Assignment
Your task is to restate exactly the lines from the one holding "Please drop a marker on every instance of the pig ear" to the end of the entries below, inclusive.

(Dataset excerpts)
▬▬▬

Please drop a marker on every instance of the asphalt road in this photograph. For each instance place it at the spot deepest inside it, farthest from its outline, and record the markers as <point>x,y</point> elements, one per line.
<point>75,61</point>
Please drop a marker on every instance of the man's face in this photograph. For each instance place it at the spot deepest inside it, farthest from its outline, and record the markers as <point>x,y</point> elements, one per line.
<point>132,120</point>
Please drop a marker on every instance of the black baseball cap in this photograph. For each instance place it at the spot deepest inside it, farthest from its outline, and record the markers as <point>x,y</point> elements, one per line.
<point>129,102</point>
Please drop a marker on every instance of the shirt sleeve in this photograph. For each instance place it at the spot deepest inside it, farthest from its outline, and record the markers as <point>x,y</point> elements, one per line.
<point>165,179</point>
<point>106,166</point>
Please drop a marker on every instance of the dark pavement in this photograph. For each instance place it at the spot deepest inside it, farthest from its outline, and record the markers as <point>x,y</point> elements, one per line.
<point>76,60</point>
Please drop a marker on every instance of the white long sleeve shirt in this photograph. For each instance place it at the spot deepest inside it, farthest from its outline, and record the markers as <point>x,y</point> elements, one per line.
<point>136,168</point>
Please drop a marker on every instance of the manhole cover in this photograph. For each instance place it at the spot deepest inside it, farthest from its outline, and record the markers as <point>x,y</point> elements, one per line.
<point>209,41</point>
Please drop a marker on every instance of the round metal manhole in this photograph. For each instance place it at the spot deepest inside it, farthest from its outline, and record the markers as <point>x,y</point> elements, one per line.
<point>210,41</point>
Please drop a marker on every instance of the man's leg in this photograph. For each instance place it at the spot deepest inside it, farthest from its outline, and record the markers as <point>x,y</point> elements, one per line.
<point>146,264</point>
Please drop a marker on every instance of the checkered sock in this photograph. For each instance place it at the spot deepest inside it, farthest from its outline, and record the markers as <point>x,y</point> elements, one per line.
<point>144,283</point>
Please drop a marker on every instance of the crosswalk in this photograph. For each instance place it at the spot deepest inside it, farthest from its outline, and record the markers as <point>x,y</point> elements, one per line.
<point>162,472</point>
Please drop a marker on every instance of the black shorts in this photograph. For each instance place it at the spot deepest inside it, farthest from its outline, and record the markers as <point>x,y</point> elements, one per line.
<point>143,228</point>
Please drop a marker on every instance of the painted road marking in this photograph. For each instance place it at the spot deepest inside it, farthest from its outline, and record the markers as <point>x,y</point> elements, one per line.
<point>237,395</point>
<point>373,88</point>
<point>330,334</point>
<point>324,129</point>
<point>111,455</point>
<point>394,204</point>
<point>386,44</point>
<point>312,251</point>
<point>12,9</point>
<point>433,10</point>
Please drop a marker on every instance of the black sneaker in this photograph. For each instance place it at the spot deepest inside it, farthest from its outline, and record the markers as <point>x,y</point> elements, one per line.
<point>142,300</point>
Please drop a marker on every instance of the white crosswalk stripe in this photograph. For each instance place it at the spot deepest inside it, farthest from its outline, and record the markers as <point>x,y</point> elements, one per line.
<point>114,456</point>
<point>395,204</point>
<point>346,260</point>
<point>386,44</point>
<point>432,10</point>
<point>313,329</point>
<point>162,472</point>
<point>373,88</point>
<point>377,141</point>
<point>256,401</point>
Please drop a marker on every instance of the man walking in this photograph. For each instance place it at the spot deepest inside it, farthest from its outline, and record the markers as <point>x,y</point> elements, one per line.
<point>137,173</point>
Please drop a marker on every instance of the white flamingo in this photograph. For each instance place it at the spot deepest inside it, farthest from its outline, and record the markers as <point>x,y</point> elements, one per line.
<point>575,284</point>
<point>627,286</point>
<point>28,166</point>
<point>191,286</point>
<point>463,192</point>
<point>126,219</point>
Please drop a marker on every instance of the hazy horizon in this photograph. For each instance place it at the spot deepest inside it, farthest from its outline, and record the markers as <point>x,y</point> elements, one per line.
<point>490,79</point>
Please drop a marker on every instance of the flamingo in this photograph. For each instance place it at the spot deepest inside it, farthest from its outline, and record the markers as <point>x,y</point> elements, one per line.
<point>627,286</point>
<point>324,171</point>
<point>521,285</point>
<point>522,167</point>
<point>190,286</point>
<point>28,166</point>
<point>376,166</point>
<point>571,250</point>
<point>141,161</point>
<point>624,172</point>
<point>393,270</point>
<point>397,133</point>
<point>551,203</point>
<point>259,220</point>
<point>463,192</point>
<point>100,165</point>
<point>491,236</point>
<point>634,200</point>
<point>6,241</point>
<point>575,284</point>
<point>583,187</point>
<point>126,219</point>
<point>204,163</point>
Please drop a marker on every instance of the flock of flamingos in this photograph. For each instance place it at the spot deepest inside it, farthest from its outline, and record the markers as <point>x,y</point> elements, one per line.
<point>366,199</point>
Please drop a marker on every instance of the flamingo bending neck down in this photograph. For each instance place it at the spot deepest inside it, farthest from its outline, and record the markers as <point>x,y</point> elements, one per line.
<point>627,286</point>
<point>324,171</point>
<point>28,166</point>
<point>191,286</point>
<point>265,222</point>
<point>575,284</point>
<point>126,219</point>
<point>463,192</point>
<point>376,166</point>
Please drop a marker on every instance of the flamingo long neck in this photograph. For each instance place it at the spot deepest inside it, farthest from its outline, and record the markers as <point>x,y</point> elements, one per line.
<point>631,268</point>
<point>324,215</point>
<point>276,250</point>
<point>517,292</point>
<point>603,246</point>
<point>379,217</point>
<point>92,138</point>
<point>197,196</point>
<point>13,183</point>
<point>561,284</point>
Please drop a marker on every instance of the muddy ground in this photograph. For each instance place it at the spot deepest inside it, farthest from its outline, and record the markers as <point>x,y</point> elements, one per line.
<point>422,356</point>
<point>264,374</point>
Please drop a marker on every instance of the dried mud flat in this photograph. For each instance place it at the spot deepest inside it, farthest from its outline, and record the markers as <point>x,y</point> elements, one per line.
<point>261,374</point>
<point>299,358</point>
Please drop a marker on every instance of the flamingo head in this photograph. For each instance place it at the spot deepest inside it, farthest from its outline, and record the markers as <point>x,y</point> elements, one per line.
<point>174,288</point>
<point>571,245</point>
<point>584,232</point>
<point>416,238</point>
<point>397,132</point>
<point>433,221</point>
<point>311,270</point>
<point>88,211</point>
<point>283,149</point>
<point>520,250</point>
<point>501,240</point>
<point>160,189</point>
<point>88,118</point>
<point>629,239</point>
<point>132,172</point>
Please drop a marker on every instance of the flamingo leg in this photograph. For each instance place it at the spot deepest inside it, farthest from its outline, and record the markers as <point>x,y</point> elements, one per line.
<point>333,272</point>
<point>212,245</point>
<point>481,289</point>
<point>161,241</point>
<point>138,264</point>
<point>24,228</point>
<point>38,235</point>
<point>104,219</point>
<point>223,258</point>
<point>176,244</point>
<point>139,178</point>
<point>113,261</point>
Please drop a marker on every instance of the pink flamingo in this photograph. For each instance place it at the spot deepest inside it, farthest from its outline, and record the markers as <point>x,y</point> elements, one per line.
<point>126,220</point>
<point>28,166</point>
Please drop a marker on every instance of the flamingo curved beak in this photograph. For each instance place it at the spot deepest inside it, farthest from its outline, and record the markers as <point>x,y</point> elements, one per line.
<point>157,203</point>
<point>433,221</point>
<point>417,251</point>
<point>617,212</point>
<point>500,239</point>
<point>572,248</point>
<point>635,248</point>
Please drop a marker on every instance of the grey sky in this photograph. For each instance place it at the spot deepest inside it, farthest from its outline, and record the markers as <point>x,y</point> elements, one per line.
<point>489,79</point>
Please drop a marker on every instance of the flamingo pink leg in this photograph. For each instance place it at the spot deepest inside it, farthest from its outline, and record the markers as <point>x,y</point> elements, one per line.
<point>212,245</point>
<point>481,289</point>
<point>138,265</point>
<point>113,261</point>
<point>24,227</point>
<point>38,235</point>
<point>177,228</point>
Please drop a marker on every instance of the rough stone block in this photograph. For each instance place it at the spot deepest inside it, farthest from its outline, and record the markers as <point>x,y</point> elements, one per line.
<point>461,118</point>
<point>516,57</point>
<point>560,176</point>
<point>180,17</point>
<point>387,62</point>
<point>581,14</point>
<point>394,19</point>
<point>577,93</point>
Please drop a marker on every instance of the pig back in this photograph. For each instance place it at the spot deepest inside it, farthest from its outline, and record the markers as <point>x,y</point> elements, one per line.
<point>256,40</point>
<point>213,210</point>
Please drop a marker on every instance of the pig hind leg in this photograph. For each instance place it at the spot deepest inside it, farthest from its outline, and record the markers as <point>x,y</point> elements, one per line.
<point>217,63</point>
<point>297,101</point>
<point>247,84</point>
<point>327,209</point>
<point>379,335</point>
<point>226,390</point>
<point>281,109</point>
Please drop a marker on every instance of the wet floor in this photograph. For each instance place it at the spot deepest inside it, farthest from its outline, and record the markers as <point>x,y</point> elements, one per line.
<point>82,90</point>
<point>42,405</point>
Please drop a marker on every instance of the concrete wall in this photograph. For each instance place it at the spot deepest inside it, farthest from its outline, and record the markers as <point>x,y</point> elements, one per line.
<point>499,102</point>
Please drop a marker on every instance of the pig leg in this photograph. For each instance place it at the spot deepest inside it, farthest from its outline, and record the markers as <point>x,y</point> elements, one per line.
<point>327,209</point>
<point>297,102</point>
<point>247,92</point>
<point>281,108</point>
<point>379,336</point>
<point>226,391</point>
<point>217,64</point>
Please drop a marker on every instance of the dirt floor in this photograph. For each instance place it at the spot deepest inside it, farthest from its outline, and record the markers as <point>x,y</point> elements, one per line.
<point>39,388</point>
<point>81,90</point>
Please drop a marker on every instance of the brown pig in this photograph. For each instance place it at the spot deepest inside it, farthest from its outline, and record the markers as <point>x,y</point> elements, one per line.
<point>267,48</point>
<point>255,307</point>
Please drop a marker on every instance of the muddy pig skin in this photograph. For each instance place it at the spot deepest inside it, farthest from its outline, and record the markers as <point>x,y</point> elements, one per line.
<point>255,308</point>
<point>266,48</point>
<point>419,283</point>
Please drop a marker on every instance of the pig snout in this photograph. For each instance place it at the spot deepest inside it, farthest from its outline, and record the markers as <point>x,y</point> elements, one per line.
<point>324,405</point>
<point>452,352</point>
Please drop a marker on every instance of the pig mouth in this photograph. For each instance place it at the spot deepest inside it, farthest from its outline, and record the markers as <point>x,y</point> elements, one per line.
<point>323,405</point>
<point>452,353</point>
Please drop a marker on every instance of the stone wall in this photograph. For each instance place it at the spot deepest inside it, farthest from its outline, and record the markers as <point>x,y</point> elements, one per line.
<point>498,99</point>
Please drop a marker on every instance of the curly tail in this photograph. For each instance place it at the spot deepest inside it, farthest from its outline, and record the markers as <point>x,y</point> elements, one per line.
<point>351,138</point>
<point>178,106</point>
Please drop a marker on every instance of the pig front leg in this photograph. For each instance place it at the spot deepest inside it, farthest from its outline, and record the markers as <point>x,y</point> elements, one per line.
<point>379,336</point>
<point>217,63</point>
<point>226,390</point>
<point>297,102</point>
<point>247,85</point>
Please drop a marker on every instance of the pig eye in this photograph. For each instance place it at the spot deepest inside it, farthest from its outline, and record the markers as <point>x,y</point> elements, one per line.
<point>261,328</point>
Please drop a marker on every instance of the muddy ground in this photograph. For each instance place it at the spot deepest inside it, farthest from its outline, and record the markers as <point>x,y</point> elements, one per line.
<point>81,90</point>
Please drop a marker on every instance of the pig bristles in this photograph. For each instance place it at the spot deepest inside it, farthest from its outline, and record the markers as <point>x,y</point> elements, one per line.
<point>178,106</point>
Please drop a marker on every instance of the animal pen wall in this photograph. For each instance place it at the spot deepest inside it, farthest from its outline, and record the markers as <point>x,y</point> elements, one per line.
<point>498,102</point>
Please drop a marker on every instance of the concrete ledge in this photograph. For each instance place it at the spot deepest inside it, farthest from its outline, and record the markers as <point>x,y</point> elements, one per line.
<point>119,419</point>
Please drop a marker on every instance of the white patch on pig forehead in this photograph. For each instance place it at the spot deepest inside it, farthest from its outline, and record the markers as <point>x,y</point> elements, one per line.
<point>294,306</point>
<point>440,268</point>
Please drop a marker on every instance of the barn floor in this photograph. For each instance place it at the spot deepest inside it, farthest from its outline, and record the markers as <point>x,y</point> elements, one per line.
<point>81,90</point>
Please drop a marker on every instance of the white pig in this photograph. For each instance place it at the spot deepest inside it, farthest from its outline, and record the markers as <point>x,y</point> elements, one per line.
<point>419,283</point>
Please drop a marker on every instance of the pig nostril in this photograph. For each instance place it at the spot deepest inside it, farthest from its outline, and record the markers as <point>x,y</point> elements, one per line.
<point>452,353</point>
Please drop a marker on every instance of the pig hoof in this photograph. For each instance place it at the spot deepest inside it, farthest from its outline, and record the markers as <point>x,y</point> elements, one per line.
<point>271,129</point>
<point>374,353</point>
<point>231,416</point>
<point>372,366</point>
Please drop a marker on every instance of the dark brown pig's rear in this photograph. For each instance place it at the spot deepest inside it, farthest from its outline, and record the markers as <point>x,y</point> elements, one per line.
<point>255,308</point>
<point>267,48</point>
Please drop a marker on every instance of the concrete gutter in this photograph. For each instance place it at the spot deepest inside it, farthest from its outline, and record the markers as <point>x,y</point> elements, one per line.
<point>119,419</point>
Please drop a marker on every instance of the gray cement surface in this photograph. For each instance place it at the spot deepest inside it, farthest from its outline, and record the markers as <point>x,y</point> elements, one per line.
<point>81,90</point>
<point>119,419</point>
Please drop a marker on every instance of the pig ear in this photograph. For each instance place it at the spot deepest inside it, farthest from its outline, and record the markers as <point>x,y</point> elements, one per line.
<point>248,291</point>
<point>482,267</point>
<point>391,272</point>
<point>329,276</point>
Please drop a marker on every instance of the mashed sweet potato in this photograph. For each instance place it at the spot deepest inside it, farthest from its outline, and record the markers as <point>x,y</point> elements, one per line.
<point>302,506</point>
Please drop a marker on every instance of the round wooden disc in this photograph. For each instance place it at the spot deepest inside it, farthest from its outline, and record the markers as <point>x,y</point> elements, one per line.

▬▬▬

Result of the task
Please drop a marker on every instance of the pig ear in this photograph. For each instance place it at the spot deepest inside it, farthest from its outline, and record the markers as <point>x,y</point> elements, one per line.
<point>248,291</point>
<point>482,267</point>
<point>391,272</point>
<point>329,276</point>
Please drop a marker on every instance of the mashed sweet potato in this photograph. For each instance place it at the spot deepest inside it, farthest from its outline, and record the markers as <point>x,y</point> elements, one per line.
<point>302,506</point>
Please drop a marker on every instance of the round wooden disc in this photograph. For each instance place it at the spot deepest inside it, farthest from its outline, and record the markers as <point>x,y</point> elements, one per line.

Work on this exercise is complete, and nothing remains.